### EXTRAIT DU TEXTE
Enfin, je rappellerai que l'adoption du paquet Télécom a failli achopper sur l'amendement 138 du Parlement européen tendant à subordonner la suspension de l'accès d'un utilisateur à l'internet à une décision judiciaire préalable. Un bras de fer a en effet opposé le Conseil et le Parlement européen sur la procédure de sanction des internautes se livrant à des téléchargements illégaux d'oeuvres protégées par le droit d'auteur. Le compromis final prévoit que l'accès d'un utilisateur à l'internet peut être restreint seulement si cela est « jugé nécessaire et proportionné au terme d'une procédure juste et impartiale tenant compte du droit pour l'internaute d'être entendu, de la présomption d'innocence et du droit à la vie privée ». Ce texte reconnaît que l'accès à l'Internet est un moyen nécessaire pour l'exercice de plusieurs libertés fondamentales. Il ne permet pas à mon sens de couper l'accès à une boîte mail ou à des services publics en ligne.
Une question reste ouverte, celle de la neutralité du réseau. Ce principe fondateur exclut toute discrimination à l'égard de la source, de la destination ou du contenu de l'information transmise sur le réseau. L'article 8 de la directive-cadre et deux dispositions de la directive « services » donnent compétence aux régulateurs de s'assurer du respect de ces principes par les opérateurs. C'est une question clef à un moment où monte la tentation chez certains opérateurs de mettre en place des priorités de trafic, par exemple aux États-Unis. Je reviens à cet égard de Washington où le Congrès des États-Unis considère que la régulation européenne en la matière est beaucoup plus avancée.
Pour l'avenir, les principales évolutions législatives devraient intervenir dans trois domaines :
- la définition des usages du spectre radioélectrique ;
- la définition du service universel des communications électroniques ;
- la propriété intellectuelle et les libertés fondamentales.
La transposition du paquet Télécom doit être rapide. Ce texte est un texte pragmatique qui laisse une grande souplesse, car rien ne serait pire qu'un marché encadré de manière surabondante.

### SEGMENT DE DONNÉES
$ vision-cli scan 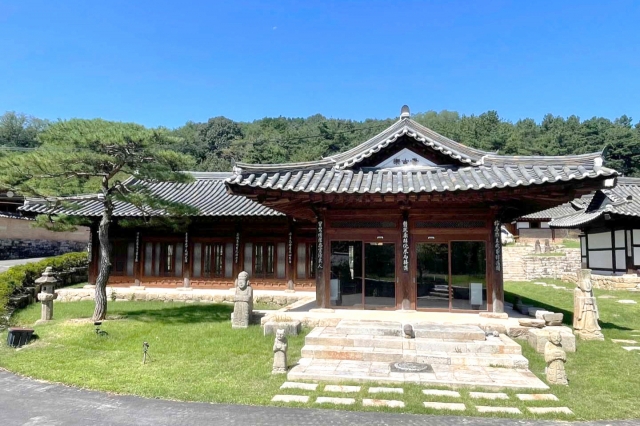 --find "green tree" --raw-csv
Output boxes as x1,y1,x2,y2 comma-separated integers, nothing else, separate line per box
0,119,194,320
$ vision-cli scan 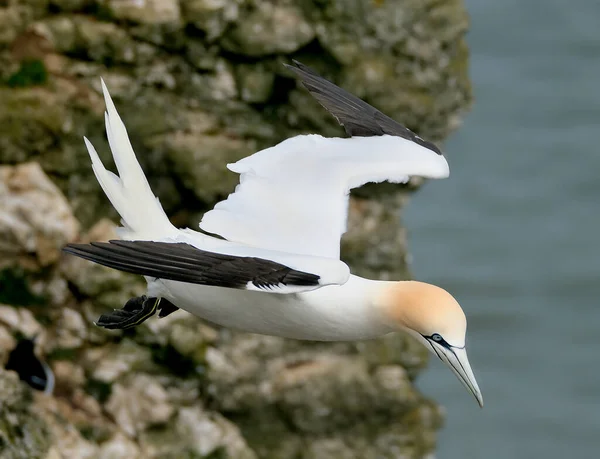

### TÂCHES À RÉALISER
1 > Dans l'extrait sur le paquet Télécom, relevez les domaines où les principales évolutions législatives devraient intervenir.
2 > Réécrivez le passage de l'extrait sur le paquet Télécom qui va de « Pour l'avenir, les » jusqu'à « de manière surabondante. » inclus, en mettant « flexibilité » à la place de « souplesse ».
Vous n'avez pas besoin des données.

### RÉPONSES DANS L'ORDRE
1 >
- la définition des usages du spectre radioélectrique ;
- la définition du service universel des communications électroniques ;
- la propriété intellectuelle et les libertés fondamentales.

2 >
Pour l'avenir, les principales évolutions législatives devraient intervenir dans trois domaines :
- la définition des usages du spectre radioélectrique ;
- la définition du service universel des communications électroniques ;
- la propriété intellectuelle et les libertés fondamentales.
La transposition du paquet Télécom doit être rapide. Ce texte est un texte pragmatique qui laisse une grande flexibilité, car rien ne serait pire qu'un marché encadré de manière surabondante.